Requirements:
**a)** In the forum posts on horn speakers below, which parts of the Behringer DCX's analog section are described as inferior? List them all.
**b)** Check each statement against the forum posts on horn speakers below. Answer yes or no for each, and quote the words from the posts that decide it.
(i) The horn systems at the Kiron Theatre demos were designed by J.Hiraga.
(ii) The quoted writer hears horn colorations in most P.A. systems.
(iii) The big horn systems had trouble with mass choral music.
**c)** Continue the forum posts on horn speakers below from their last line.

Given text:
--- Start ---
As for the Behringer DCX: they have messed the unit in the analoge part by iferiour capacitors, inferiour layout and inferiour bypassing. Nothing that could not be fixed at low cost if you have time and skills. But there are lots of threads about it somewhere else.

Thanks for your comment on clock jitter! I fully agree.

Greetings
Michael


Yes, drinking red wine stimulates the production of an specific glue for the bones which is in deficency the older we get.
 
Sorry 'bout the long quotes, but I just thought this could be repeated....
I have to agree with panomaniac, to me some of the big hornsystems I've been lucky to hear here in Norway sound more like real music that anything else....


panomaniac said:
I think that I agree with you there. Because the most neutral, uncolored, realistic systems I have ever heard were horn based. Compared with the very best planars, e.g., Quad ESLs and Magnaplanars, the horns always sounded more like real music to me. All other direct radiating systems sound like speakers to me, as nice as they may be.

When I lived in Paris I was lucky enough to hear, use and live with a number of high end speaker technologies. At the time I also worked in the music business and lived with a cellist ;). My ears were full of live music every day, all day long. As great as some of the systems I heard were, none sounded more like real music to me than the horns. It was not a matter of nuance, the horns nailed it.

The very big horn systems that we put together at the Kiron Theatre demos (designed by J.Hiraga) were by far the best imaging of any system I've heard before or since. Absolutely no problem with mass choral or strings. In fact, that's where they really shone.

So when I was in the thick of live music every day, all day, the good horn systems were by far the most life-like, the most realistic to my ears. Lack of coloration and dynamic ease where where they stood out. No direct radiator was as good, tho many were still quite wonderful to listen to.

But maybe horn colorations just don't bother me. I certainly did not hear them in those systems. I do hear them in lesser horn systems, i.e., most P.A. systems. Is it a matter of taste, or do we actually hear differently?
--- End ---
Excerpted data:
--- Start ---
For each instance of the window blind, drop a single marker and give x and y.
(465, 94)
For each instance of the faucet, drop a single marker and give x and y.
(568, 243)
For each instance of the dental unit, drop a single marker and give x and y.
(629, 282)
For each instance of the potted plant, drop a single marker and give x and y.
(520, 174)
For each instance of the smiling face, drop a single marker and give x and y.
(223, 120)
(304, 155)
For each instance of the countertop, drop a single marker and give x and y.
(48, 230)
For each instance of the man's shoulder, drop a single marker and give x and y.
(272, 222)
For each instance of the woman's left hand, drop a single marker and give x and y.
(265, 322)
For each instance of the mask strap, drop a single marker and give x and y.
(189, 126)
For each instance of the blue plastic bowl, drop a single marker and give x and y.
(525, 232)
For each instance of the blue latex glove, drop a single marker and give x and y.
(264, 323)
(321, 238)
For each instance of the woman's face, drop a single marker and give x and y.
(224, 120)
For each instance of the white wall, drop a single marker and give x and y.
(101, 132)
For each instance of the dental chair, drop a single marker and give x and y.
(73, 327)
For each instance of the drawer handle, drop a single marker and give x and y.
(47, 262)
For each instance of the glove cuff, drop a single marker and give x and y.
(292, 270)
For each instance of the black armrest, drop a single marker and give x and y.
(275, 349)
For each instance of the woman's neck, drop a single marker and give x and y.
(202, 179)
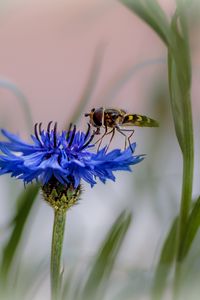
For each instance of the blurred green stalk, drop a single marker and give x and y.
(56, 251)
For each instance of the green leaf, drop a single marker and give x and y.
(175, 99)
(165, 262)
(191, 229)
(25, 201)
(99, 275)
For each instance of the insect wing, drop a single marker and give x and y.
(139, 120)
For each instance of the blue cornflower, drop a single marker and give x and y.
(66, 157)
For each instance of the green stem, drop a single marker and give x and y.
(56, 251)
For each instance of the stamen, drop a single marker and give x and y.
(88, 142)
(40, 128)
(68, 132)
(49, 128)
(55, 135)
(36, 132)
(72, 136)
(87, 132)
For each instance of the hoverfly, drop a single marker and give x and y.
(113, 120)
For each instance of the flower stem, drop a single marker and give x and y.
(186, 197)
(56, 251)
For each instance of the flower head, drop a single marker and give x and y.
(66, 157)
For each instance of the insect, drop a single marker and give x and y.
(113, 120)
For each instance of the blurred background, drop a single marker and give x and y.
(58, 60)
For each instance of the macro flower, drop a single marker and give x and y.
(67, 157)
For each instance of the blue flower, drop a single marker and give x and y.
(66, 156)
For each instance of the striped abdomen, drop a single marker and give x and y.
(139, 120)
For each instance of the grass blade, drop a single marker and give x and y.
(151, 13)
(165, 262)
(26, 201)
(192, 228)
(103, 265)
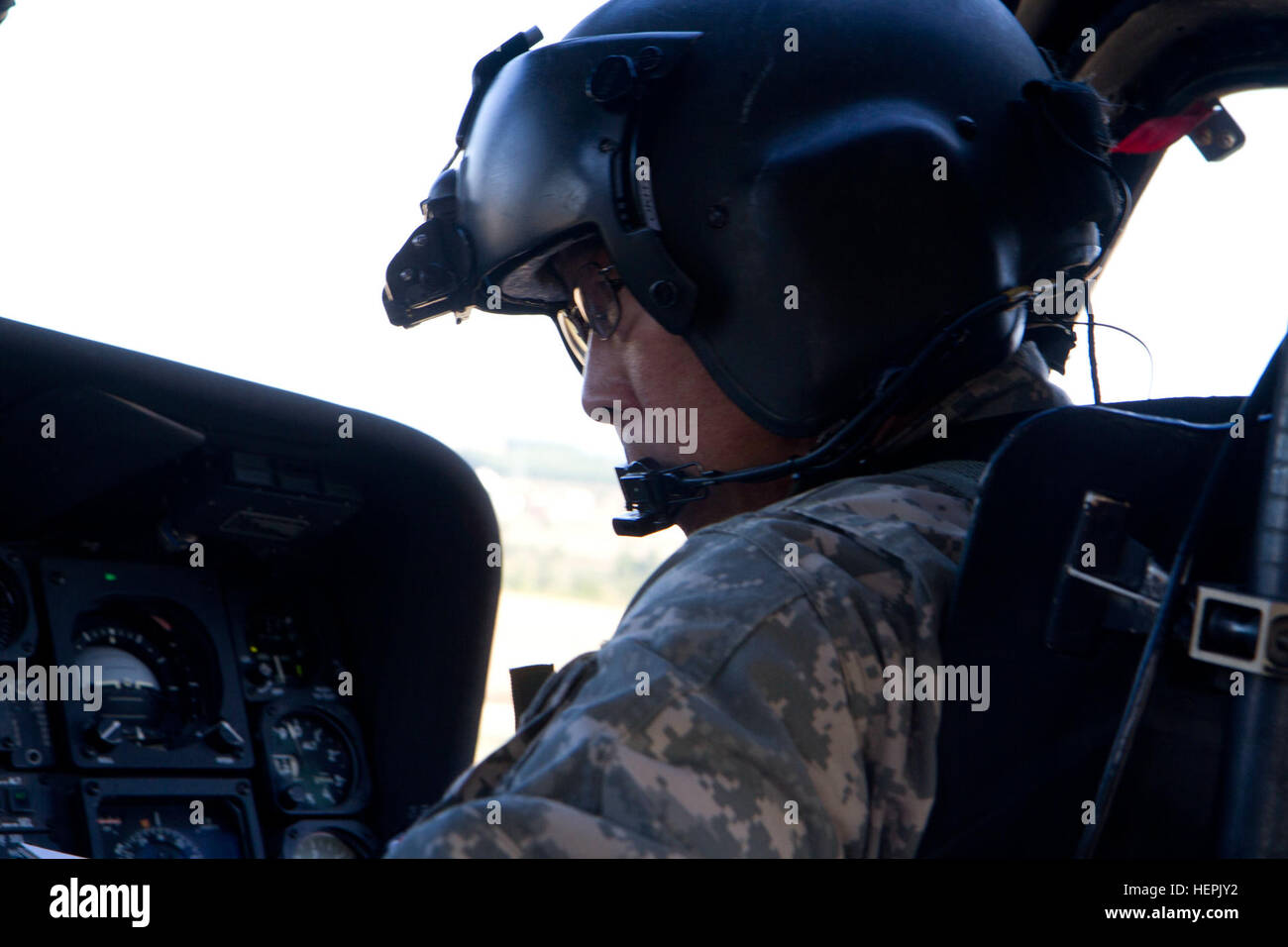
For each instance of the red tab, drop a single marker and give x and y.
(1162, 133)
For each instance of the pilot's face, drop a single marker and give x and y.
(644, 367)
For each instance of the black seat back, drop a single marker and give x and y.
(1014, 780)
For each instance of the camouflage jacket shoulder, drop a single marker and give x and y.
(738, 709)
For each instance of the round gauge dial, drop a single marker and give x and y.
(310, 762)
(156, 843)
(323, 844)
(151, 693)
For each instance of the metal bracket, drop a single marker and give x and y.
(1243, 631)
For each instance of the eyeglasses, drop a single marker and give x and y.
(595, 307)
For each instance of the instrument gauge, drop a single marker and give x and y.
(310, 762)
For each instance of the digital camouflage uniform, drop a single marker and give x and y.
(764, 729)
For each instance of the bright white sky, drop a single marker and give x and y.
(223, 184)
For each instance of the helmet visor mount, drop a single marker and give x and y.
(554, 134)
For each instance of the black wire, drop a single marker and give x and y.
(1142, 684)
(1091, 350)
(1117, 329)
(820, 458)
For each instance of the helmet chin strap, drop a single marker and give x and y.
(656, 495)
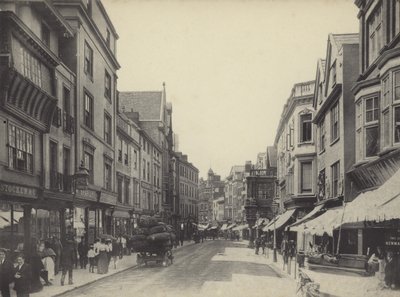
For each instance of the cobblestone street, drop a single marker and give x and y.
(212, 268)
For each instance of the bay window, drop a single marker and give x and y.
(322, 135)
(335, 122)
(396, 116)
(335, 171)
(375, 34)
(306, 177)
(305, 127)
(20, 149)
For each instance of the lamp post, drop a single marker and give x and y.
(275, 206)
(251, 212)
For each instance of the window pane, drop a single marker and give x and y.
(397, 124)
(396, 84)
(306, 177)
(371, 141)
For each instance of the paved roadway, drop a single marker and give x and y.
(212, 268)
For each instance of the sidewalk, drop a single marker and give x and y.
(82, 277)
(333, 283)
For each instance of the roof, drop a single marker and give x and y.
(322, 64)
(147, 103)
(340, 39)
(272, 156)
(237, 168)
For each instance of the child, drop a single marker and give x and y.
(91, 257)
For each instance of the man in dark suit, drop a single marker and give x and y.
(22, 277)
(6, 274)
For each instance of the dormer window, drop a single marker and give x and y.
(306, 127)
(45, 34)
(375, 34)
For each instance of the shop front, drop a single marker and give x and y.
(17, 204)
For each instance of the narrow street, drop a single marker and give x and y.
(212, 268)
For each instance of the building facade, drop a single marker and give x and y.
(36, 95)
(188, 193)
(155, 118)
(234, 187)
(209, 189)
(91, 55)
(295, 144)
(334, 118)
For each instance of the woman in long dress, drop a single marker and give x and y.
(102, 265)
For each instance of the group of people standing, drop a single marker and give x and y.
(47, 258)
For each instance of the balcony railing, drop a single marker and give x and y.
(270, 172)
(68, 123)
(60, 182)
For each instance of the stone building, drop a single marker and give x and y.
(296, 161)
(334, 118)
(234, 186)
(37, 92)
(209, 189)
(188, 193)
(91, 55)
(155, 118)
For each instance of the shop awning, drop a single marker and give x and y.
(281, 220)
(223, 228)
(378, 205)
(270, 226)
(312, 214)
(121, 214)
(326, 222)
(202, 227)
(230, 226)
(240, 227)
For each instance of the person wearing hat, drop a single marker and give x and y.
(6, 274)
(22, 277)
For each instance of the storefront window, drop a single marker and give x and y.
(79, 221)
(11, 226)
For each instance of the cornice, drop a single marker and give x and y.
(329, 101)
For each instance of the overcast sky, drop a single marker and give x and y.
(229, 66)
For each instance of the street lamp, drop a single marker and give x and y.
(275, 206)
(251, 217)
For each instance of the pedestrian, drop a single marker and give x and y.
(91, 255)
(57, 248)
(22, 277)
(82, 251)
(67, 260)
(122, 242)
(258, 244)
(102, 262)
(6, 274)
(390, 270)
(263, 243)
(36, 267)
(284, 251)
(115, 253)
(48, 256)
(110, 250)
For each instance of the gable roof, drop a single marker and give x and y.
(272, 156)
(147, 103)
(350, 38)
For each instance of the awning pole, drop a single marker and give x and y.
(340, 229)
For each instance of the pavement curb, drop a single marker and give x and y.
(93, 281)
(108, 275)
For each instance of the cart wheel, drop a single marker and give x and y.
(166, 260)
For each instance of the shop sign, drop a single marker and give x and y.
(18, 190)
(108, 199)
(87, 194)
(392, 238)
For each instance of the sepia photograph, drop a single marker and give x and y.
(189, 148)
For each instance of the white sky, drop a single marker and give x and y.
(229, 66)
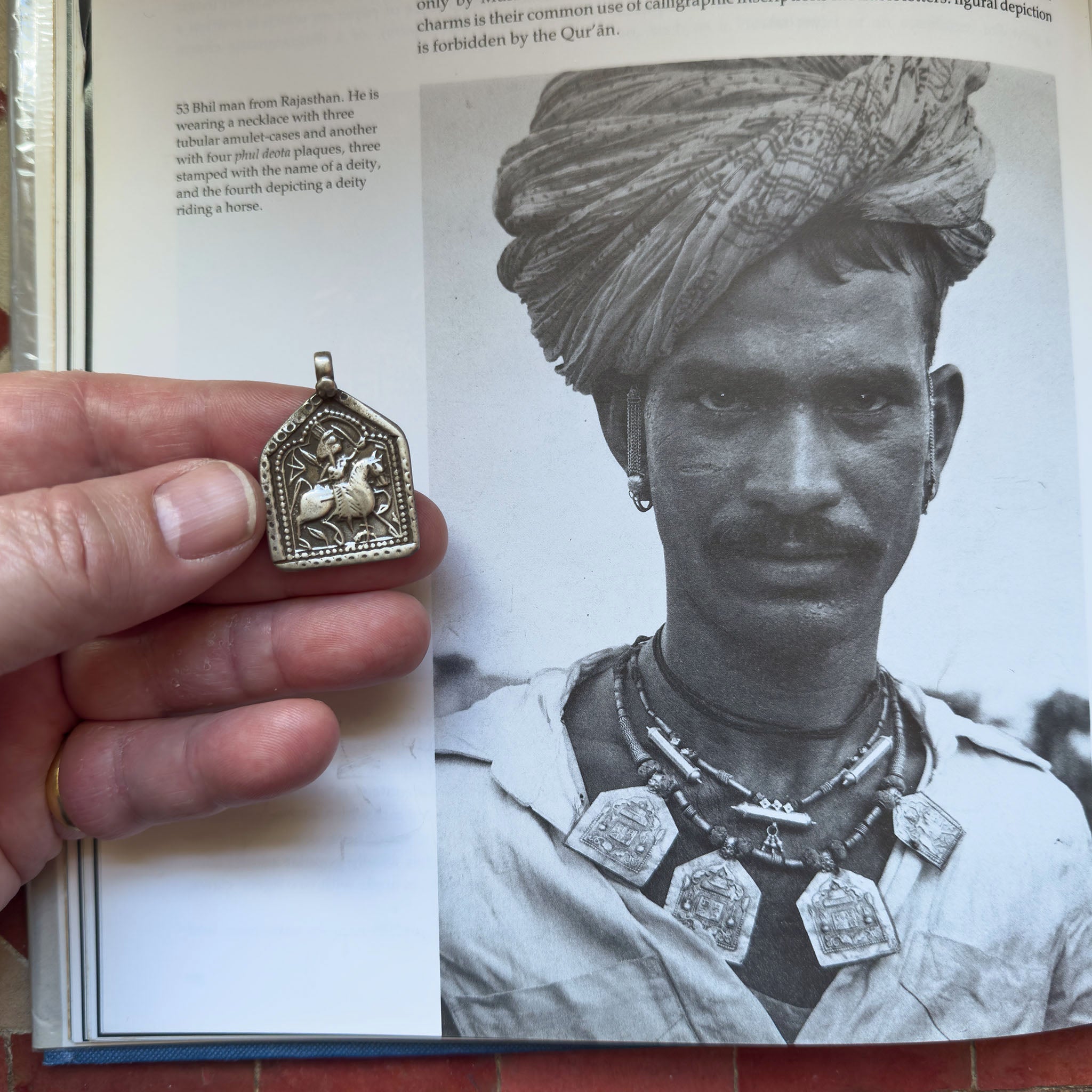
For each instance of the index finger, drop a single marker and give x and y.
(62, 427)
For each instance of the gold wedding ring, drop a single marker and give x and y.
(54, 794)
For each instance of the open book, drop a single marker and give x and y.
(778, 254)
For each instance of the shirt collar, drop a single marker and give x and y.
(521, 732)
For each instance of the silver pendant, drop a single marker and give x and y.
(847, 919)
(926, 828)
(336, 482)
(716, 897)
(628, 831)
(774, 812)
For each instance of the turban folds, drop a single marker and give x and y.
(640, 194)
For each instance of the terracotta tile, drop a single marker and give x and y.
(32, 1076)
(923, 1067)
(627, 1070)
(1053, 1057)
(13, 922)
(14, 991)
(463, 1074)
--- End ---
Answers in order:
**a)**
- Capacitors
- Layout
- Bypassing

**b)**
(i) Yes: "The very big horn systems that we put together at the Kiron Theatre demos (designed by J.Hiraga)"
(ii) Yes: "I do hear them in lesser horn systems, i.e., most P.A. systems."
(iii) No: "Absolutely no problem with mass choral or strings."

**c)**
Lynn Olson said:
There's nothing wrong with your hearing, there's nothing wrong with mine, and similarly for Linkwitz and Geddes. People really do hear differently, although the academic community sometimes says otherwise - again, it's very easy to make a study reach a pre-determined conclusion, especially if Philips or Sony are backing it.

My guess is that working with certain types of audio systems sensitizes us to certain faults, just as people who make color prints in a photo studio can see color differences that are invisible to most of us. I know I am very sensitive to stored energy, having battled against it in loudspeakers since 1975. I'm much less critical of IM distortion and high-level compression, an area where horns are dramatically superior to all other systems.

I find the horn coloration gross and immediately obvious, and not a pleasant euphonic one. But I am aware the dynamic compression and IM distortion congestion of direct-radiators (and electrostats) is completely unacceptable to horn enthusiasts. For them, horns are the only way to go.


panomaniac said:
I have come to believe that. Perhaps it's at the root of so many audio arguments. Some of it is condtioning, some of it innate.

But it's a subject that mertis a whole thread to itself. I'll start one later today.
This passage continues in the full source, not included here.